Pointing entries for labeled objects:
********
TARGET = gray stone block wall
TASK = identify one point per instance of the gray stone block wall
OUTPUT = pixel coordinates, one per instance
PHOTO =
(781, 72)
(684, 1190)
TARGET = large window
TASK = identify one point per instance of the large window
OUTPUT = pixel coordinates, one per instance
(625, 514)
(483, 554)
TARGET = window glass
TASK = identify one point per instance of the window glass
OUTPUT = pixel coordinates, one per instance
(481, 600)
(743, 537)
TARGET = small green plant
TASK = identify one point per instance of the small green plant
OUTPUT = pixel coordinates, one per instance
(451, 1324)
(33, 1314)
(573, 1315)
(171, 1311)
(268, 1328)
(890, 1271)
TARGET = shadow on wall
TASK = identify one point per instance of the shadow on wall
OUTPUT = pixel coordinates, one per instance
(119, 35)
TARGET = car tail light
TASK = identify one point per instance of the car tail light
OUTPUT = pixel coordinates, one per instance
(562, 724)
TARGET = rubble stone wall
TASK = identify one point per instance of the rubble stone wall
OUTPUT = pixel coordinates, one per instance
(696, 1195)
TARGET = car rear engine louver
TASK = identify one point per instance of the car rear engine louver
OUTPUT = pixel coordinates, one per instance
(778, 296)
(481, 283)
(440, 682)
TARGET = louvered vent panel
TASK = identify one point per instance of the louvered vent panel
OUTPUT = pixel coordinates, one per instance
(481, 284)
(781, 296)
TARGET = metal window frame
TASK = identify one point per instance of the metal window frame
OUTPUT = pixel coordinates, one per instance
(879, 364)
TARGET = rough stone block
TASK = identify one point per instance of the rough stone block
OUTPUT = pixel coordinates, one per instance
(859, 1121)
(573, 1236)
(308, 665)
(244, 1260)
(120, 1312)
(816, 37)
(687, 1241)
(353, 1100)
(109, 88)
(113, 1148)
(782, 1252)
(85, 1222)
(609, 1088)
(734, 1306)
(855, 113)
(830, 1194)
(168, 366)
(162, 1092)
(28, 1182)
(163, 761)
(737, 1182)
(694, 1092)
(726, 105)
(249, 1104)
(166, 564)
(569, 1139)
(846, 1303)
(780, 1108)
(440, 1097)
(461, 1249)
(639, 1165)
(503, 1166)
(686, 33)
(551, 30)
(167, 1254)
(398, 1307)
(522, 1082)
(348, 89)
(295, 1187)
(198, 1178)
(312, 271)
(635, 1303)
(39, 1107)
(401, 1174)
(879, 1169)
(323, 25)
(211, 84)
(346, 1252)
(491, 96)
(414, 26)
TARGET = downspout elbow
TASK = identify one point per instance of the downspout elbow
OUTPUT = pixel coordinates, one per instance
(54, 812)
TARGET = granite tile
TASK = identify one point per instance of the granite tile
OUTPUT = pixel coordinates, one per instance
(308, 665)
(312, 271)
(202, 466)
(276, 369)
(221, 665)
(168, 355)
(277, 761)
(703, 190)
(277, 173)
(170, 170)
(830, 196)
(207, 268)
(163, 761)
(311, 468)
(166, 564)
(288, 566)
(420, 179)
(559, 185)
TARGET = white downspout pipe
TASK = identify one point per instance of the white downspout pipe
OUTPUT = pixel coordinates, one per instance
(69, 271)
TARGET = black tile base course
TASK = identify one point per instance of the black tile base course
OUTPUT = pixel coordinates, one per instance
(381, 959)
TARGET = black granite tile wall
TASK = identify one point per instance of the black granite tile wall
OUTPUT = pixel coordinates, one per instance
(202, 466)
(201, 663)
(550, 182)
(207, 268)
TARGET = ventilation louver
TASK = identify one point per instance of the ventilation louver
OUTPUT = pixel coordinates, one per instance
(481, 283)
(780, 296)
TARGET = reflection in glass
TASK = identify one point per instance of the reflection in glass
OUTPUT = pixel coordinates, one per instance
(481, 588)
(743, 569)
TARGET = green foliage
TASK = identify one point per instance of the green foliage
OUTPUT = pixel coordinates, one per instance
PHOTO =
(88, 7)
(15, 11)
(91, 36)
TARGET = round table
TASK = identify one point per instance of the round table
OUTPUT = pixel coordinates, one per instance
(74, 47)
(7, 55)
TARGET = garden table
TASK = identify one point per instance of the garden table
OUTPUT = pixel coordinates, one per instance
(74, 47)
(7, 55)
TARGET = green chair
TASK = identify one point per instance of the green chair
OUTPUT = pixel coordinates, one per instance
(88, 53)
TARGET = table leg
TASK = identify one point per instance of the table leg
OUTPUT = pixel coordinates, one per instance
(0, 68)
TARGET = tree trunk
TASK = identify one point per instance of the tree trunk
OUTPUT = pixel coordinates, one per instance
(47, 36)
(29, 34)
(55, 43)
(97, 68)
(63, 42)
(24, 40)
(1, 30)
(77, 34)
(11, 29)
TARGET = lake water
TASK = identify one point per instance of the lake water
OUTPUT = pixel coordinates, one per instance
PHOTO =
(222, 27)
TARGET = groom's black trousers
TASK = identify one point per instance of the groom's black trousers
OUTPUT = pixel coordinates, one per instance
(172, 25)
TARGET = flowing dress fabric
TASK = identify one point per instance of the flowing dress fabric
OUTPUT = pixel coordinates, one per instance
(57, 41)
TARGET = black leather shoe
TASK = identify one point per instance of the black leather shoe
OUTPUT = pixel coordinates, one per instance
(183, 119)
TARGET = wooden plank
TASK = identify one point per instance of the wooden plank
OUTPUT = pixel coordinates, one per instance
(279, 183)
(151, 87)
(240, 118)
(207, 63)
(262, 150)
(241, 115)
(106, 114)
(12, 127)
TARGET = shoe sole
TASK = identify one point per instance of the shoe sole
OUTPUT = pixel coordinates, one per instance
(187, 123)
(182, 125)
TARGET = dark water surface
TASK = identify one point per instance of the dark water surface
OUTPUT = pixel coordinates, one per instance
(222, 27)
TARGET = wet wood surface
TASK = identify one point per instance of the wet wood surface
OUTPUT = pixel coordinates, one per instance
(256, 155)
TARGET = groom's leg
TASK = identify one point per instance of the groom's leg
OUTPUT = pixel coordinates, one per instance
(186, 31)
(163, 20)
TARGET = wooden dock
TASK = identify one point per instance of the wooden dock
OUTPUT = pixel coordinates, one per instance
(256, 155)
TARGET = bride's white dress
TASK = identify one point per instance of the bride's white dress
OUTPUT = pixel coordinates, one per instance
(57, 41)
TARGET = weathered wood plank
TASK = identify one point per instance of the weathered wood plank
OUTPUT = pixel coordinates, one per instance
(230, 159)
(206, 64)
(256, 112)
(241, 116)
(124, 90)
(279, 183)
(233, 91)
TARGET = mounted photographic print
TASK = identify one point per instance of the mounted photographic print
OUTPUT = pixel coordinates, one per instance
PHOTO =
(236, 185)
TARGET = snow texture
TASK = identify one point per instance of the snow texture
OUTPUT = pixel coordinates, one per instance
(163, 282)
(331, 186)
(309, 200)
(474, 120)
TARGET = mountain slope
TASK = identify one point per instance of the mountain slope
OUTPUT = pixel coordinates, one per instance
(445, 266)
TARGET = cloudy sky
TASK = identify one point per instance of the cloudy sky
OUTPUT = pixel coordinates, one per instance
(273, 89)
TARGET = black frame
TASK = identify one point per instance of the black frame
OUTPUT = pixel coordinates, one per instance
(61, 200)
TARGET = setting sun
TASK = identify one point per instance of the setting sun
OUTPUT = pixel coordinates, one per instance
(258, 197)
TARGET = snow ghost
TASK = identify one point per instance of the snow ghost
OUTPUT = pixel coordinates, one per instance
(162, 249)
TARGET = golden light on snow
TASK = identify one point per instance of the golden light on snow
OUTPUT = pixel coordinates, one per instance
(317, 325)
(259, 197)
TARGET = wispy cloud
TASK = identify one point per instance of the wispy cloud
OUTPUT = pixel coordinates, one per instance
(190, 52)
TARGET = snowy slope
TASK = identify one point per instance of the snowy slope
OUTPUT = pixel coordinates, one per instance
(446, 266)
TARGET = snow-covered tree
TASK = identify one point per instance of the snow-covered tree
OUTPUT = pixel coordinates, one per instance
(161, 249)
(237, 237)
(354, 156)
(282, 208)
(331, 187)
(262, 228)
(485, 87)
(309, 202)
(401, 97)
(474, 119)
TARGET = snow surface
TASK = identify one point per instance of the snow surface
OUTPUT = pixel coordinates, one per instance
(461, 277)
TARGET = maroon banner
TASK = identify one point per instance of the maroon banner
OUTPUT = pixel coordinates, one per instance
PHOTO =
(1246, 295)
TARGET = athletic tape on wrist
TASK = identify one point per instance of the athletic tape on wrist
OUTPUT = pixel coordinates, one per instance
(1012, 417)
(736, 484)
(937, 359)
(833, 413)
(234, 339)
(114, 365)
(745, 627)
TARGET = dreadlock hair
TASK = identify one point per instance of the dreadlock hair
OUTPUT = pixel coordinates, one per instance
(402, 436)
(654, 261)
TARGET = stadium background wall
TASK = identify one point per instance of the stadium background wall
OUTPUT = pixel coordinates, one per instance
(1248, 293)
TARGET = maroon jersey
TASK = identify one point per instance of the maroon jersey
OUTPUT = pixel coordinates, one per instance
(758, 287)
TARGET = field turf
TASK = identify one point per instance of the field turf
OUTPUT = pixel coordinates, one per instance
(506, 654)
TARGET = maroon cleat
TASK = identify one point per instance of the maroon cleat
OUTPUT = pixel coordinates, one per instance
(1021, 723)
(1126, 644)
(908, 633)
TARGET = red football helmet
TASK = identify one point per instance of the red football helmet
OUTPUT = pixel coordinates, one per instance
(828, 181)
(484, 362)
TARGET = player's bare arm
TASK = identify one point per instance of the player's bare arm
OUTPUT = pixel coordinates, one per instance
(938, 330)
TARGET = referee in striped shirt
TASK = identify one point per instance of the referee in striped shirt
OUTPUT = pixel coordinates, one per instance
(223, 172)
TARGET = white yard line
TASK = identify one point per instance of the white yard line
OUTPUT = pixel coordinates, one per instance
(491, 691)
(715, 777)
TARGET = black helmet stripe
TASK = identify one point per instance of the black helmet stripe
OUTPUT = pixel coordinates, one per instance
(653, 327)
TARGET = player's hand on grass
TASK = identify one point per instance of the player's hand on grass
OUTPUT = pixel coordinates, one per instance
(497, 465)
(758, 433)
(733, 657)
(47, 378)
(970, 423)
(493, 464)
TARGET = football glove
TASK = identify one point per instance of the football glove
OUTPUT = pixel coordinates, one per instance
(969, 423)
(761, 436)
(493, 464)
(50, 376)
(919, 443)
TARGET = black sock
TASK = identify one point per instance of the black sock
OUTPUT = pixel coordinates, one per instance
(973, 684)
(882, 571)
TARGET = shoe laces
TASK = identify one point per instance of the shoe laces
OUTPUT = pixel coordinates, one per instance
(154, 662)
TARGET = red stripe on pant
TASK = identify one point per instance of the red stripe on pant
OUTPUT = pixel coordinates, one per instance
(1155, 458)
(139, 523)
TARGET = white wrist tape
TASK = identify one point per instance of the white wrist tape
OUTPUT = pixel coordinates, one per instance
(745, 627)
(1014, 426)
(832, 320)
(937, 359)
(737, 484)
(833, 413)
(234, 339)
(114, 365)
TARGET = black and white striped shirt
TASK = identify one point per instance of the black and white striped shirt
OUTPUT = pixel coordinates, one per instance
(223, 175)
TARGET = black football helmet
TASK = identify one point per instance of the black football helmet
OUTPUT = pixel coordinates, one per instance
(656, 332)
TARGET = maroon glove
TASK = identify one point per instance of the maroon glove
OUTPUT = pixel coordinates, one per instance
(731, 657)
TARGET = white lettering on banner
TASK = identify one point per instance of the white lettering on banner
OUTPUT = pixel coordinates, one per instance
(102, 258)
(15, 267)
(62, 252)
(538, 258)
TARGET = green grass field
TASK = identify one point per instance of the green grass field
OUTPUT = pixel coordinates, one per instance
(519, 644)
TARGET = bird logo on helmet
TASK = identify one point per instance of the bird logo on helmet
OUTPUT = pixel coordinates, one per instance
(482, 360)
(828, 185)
********
Repeat word for word the lines running from the start of the records through the line that contains "(890, 1271)", including that line.

TARGET = gray stone block wall
TASK = identify one point per instance of the gray stone block wall
OUTPUT = pixel coordinates, one per instance
PHOTO =
(781, 72)
(684, 1190)
TARGET = large window
TASK = identify one point per instance of the large window
OUTPUT = pixel coordinates, one per instance
(625, 514)
(483, 554)
TARGET = window glass
TASK = identify one point per instance of the window glass
OUTPUT = pixel coordinates, one per instance
(481, 600)
(743, 537)
TARGET = small green plant
TASK = identify one point per instance of the small green plant
OUTPUT = pixel coordinates, one per instance
(451, 1324)
(33, 1314)
(573, 1315)
(171, 1311)
(268, 1328)
(890, 1271)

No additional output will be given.